▶ [Stated task]
Please reproduce the part of the marina liveaboard thread that runs from "I basically do" up to and including "please inbox me.", word for word.

# Emeryville or Berkeley Marina "live aboard" permit/rental/availability..anyone?



## sheltonbaby

*Emeryville or Berkeley Marina "live aboard" permit/rental/availability..anyone?*

I'm in talks regarding buying this one sale-boat (40 feet) which is currently parked in Marina Bay Yacht Harbor, Richmond. (I beleive they pay $400/month to keep their boat in there) What's making me debate a lot and I need help/assistance in is the possibility to get a 'live aboard' permit in one of these `near-by' marinas that are not too far from my work. (My work place is 2.0 miles away from Emeryville and 2.3 miles from Berkeley Marinas.)

I basically do not want to get kicked out of any of the marinas if/when I'm parked, cooking/spending the night occasionally. I might totally consider being a full-time resident one day as well, but initially I might just stay a few nights/week.

Where do I start, who do I talk to? Any insiders/current residents that might have the 'in' for me? Anyone willing to guide/trade/rent their permit/slip, please inbox me.

Thanks!


----------



## gamayun

*Re: Emeryville or Berkeley Marina "live aboard" permit/rental/availability..anyone?*

I had looked into berthing at Emeryville back in January and they had slips. If you stay on your boat a couple of times a week, then you're not a liveaboard. Just call them and ask. They'll give you the scoop on what's allowed or not and whether they have any liveaboard openings. You could also find a place up the Alameda estuary.


----------



## sheltonbaby

*Re: Emeryville or Berkeley Marina "live aboard" permit/rental/availability..anyone?*

Thanks for your insight/advice Gayamun!

I was actually just in a 29 feet sail-boat talking to its owner for about an hour. I would like to share my insight with you but just learned i can't seem to PM you since I'm a newbie in here. (How else can I send you a message in private?)


----------



## Fstbttms

*Re: Emeryville or Berkeley Marina "live aboard" permit/rental/availability..anyone?*

The marinas do not issue liveaboard permits but rather are limited to a 10% liveaboard tenancy. Therefore, if a marina has reached its maximum number of liveaboard tenants, you will not be allowed to liveaboard even if the marina has available slips.

That said, most marinas that allow liveaboards (and not all do) have a "3-day rule"- that is, you are allowed to stay aboard up to three nights in a given week and not be considered a liveaboard.


----------



## sheltonbaby

*Re: Emeryville or Berkeley Marina "live aboard" permit/rental/availability..anyone?*

Thanks guys.. i'm trying to send a PM to ask about a few buying liveabord sail-boat tips (Assuming you have more experience and know what's a good value/condition boat vs not so much) but need a few more postings in here to qualify for a PM..


----------

▶ [Raw data]
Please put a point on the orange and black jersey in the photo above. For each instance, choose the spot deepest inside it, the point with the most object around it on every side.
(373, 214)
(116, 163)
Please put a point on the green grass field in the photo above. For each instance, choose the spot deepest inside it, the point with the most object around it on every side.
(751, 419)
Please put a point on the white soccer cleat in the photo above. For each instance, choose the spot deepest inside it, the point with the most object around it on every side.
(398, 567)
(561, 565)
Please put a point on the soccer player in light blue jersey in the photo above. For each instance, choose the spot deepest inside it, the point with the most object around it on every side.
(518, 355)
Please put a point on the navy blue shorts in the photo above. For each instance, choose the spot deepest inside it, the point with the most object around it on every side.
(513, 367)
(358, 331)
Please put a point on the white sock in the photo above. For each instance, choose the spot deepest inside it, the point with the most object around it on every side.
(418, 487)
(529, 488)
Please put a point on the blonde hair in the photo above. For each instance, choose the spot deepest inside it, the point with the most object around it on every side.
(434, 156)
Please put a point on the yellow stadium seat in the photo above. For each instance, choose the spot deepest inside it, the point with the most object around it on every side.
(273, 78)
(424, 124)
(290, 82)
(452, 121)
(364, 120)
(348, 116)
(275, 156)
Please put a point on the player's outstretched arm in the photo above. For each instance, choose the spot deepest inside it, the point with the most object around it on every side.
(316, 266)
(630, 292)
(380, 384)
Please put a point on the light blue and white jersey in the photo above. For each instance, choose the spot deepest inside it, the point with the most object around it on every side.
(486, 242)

* * *

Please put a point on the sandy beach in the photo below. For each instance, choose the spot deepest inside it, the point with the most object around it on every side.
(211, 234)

---

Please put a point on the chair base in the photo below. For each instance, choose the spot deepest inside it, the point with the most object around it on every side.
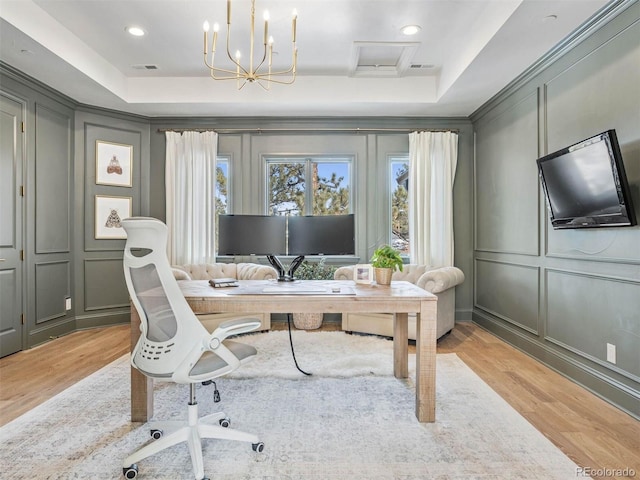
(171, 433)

▶ [Task output]
I basically do not want to get kicked out of any of the marinas if/when I'm parked, cooking/spending the night occasionally. I might totally consider being a full-time resident one day as well, but initially I might just stay a few nights/week.

Where do I start, who do I talk to? Any insiders/current residents that might have the 'in' for me? Anyone willing to guide/trade/rent their permit/slip, please inbox me.